What this task involves: All of the records listed below should be retyped exactly.

Entries shown:
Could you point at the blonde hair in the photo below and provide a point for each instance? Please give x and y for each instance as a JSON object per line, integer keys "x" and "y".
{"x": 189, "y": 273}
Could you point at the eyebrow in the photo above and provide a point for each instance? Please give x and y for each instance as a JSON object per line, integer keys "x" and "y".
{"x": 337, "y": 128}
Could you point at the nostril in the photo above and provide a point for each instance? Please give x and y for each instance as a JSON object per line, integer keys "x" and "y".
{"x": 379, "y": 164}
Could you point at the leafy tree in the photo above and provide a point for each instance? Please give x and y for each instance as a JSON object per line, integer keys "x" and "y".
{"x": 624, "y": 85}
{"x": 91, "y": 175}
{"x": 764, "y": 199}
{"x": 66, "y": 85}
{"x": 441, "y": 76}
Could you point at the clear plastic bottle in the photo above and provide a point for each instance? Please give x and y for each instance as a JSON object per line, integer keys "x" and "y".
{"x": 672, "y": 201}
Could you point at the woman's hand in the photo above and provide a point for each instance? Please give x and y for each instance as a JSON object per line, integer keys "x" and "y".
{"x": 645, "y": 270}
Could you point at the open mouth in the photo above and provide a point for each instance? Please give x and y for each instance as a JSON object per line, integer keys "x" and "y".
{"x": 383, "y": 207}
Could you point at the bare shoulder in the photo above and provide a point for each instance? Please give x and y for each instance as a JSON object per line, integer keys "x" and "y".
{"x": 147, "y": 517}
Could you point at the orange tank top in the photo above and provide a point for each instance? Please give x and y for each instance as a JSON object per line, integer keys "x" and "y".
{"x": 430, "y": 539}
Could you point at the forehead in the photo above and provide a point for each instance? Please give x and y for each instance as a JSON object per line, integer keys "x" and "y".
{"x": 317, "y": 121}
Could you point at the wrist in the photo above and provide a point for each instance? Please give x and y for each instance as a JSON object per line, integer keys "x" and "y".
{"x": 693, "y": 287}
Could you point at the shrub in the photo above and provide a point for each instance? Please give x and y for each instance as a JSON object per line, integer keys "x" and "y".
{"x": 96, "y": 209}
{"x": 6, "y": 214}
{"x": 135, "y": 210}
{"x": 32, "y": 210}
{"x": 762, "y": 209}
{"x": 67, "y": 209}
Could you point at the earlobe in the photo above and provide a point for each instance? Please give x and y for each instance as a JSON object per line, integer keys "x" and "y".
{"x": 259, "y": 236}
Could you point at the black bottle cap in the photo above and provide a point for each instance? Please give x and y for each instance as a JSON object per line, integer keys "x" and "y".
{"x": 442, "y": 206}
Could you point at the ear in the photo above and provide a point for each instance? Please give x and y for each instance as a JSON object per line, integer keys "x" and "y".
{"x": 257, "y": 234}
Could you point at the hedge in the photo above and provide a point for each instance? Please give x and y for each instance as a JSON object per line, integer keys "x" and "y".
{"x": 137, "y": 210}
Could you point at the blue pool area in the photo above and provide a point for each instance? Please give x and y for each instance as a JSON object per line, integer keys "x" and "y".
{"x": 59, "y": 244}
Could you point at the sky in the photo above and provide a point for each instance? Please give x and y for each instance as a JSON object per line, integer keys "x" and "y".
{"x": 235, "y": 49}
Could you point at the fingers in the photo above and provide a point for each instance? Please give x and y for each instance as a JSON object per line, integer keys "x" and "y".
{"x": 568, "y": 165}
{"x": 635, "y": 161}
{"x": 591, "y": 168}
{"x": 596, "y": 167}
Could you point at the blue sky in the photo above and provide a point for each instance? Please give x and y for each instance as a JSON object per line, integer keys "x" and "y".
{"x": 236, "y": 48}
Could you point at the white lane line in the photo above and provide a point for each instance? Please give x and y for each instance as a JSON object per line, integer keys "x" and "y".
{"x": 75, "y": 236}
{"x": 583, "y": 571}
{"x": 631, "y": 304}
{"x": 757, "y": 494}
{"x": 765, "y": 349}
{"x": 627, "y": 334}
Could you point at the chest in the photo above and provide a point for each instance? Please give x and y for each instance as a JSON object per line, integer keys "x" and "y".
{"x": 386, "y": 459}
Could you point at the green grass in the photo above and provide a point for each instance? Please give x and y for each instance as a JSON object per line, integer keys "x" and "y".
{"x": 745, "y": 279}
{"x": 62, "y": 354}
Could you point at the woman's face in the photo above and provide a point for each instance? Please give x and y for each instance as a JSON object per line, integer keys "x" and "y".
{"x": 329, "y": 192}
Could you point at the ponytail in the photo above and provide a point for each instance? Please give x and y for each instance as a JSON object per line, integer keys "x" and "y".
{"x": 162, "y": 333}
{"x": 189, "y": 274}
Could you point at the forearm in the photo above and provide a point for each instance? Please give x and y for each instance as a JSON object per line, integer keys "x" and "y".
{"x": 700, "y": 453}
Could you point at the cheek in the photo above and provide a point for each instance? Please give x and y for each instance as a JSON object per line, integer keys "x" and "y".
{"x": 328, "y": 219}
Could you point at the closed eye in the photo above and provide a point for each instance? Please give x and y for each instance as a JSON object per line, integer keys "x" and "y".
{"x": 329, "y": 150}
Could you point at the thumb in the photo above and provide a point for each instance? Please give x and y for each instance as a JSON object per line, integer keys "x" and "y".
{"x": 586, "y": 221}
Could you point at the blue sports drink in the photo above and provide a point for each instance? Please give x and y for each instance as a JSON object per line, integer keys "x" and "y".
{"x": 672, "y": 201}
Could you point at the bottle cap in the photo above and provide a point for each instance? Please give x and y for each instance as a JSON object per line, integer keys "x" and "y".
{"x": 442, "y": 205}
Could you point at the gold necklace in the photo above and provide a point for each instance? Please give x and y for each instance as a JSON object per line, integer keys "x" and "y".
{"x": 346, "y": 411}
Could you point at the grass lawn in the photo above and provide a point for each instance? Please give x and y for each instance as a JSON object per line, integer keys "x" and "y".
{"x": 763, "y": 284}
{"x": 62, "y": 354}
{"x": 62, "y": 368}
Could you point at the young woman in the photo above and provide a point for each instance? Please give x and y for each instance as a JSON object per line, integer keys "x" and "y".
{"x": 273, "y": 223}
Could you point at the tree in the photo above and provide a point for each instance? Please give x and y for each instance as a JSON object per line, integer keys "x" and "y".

Solved exercise:
Could you point at the blonde hair in the photo below and provide a point for each instance? Please give x and y for each instance as a JSON object per line, integer keys "x" and "y".
{"x": 189, "y": 273}
Could you point at the eyebrow in the photo above and provide a point for each instance? Please give x and y for each instance as a JSON object per line, integer keys "x" and "y".
{"x": 337, "y": 128}
Could you point at the nostril in the photo above and provide a point for each instance? Please give x and y for each instance as a JSON object per line, integer keys "x" and "y".
{"x": 379, "y": 164}
Could you point at the leafy tree in the photo above and provide a point for each instance? Please give x and y for each instance as a JSON object per line, integer keys "x" and "y".
{"x": 624, "y": 85}
{"x": 91, "y": 175}
{"x": 764, "y": 199}
{"x": 66, "y": 85}
{"x": 441, "y": 76}
Could you point at the clear plastic bottle in the photo above and provide a point for each instance? Please give x and y for each instance as a JSON object per line, integer keys "x" and "y".
{"x": 672, "y": 201}
Could you point at the woman's hand in the photo above and provide a point for each instance? Please give x and y for each instance as a JSON object per line, integer keys "x" and "y".
{"x": 645, "y": 270}
Could you point at the open mouth in the photo above and provide a point for each instance? Please give x and y for each instance as a JSON object per line, integer keys "x" and "y".
{"x": 383, "y": 207}
Could you point at the bare shoulder in the photo above and provide a point for each instance? Please give x and y for each instance as a JSON object per line, integer keys "x" and "y".
{"x": 147, "y": 517}
Could you point at the orange tank top in the photo above and provide a point for each instance? Please give x and y for each instance as a JSON object per line, integer keys "x" and "y".
{"x": 430, "y": 539}
Could you point at the forehead in the photo above and provide a point for each instance? Please give x and y for each instance as a JSON object per line, integer keys "x" and "y".
{"x": 317, "y": 121}
Could you point at the wrist in the photo above and provide a point for each instance? Please give x and y for each instance as a JSON object per line, integer keys "x" and "y".
{"x": 693, "y": 287}
Could you point at the shrub in the photo above and provide a point for each instance? Please give x and y for each instance as a JSON object per line, integer keys "x" and "y".
{"x": 96, "y": 209}
{"x": 6, "y": 214}
{"x": 135, "y": 210}
{"x": 32, "y": 210}
{"x": 762, "y": 209}
{"x": 67, "y": 209}
Could you point at the earlobe in the photo above and provide a point for each instance? Please give x and y for each instance as a JSON object per line, integer keys "x" and "y".
{"x": 259, "y": 236}
Could you point at the black bottle cap in the photo above and provide a point for each instance? Please give x and y for each instance as a JSON object per line, integer keys "x" and "y".
{"x": 442, "y": 206}
Could you point at the ear in the photo above and provide a point for each instance? Please give x and y for each instance as a JSON object per line, integer keys "x" and "y".
{"x": 257, "y": 234}
Could you point at the hedge in the photo above and provide a point for each instance? Please give x and y for each instance as a JSON object per line, integer keys "x" and "y".
{"x": 137, "y": 210}
Could you point at the blue pool area in the photo above and provide a point for each instance? Please give x and y for each instance as a JSON object per line, integer keys "x" and "y".
{"x": 59, "y": 244}
Could you point at the sky in the photo above and provide a point for each instance? Please give x and y for each instance as a JSON object per line, integer keys "x" and "y".
{"x": 235, "y": 49}
Could you point at the fingers in the photo above and provide a point for each instance? Please give x and y for each instance as a JSON object per line, integer keys "x" and "y".
{"x": 568, "y": 165}
{"x": 635, "y": 161}
{"x": 591, "y": 168}
{"x": 596, "y": 167}
Could you point at the blue sky in the photo above and provide a point for each instance? Please give x and y for each instance as a JSON object per line, integer keys "x" and "y".
{"x": 236, "y": 48}
Could you point at the white lane line in the photo above and provide a point for each instance? Please give x and y for each instance as a JSON object per line, integer keys "x" and "y".
{"x": 75, "y": 236}
{"x": 583, "y": 571}
{"x": 631, "y": 304}
{"x": 757, "y": 494}
{"x": 765, "y": 349}
{"x": 627, "y": 334}
Could you point at the chest in the photo above and provide a point for each instance? Please give x and y for each instance as a JSON object per line, integer keys "x" and "y".
{"x": 386, "y": 459}
Could you point at the green grass in the photo above and provide a point for each instance? Please give x and y for each instance as a JSON object per line, integer keys "x" and "y".
{"x": 745, "y": 279}
{"x": 62, "y": 354}
Could you point at the woman's face in the photo above and provide a point for each instance? Please give x and y for each instance as a JSON object per line, integer keys "x" and "y".
{"x": 329, "y": 192}
Could you point at the ponytail in the photo above and provide a point for each instance? Please give x and y for each instance as a JSON object per line, integer keys "x" and "y".
{"x": 162, "y": 333}
{"x": 189, "y": 274}
Could you point at the forearm in the photo above and provide a point for each instance? Please give x and y for each instance as a JSON object per line, integer keys "x" and "y".
{"x": 700, "y": 453}
Could you point at the cheek in the photo above and provide a point for each instance? Please give x and y for each instance as a JSON object per line, integer keys "x" and "y".
{"x": 328, "y": 219}
Could you point at the closed eye in the photo above and provide a point for each instance? Please give x and y for each instance as a JSON object per line, integer keys "x" and "y".
{"x": 329, "y": 150}
Could you point at the thumb in the photo above and provide a point for each instance? Please give x and y for each instance as a JSON object per line, integer keys "x" and "y".
{"x": 586, "y": 221}
Could you point at the blue sports drink in the photo above and provide a point for each instance? Please give x and y for each instance as a JSON object per line, integer keys "x" and "y".
{"x": 672, "y": 201}
Could you point at the bottle cap in the photo above and provide a point for each instance? Please give x and y for each instance as a JSON object per line, integer keys "x" and "y".
{"x": 442, "y": 205}
Could you point at the gold necklace in the photo above and provide a point for each instance? Please give x and y for each instance as a JSON object per line, integer keys "x" and "y".
{"x": 346, "y": 411}
Could you point at the grass lawn in the photo above and provide a point for each instance? Please give x and y for each instance as a JSON object per line, integer keys "x" and "y".
{"x": 763, "y": 284}
{"x": 62, "y": 354}
{"x": 62, "y": 368}
Could you point at the young woman in the photo above and provide a point for each instance? Please give x and y for each instance as a JSON object per line, integer keys "x" and "y".
{"x": 273, "y": 223}
Could you point at the tree in the photo above and provide a point for each instance? Please give x and y for each instance as a JSON object per line, integer keys "x" and "y".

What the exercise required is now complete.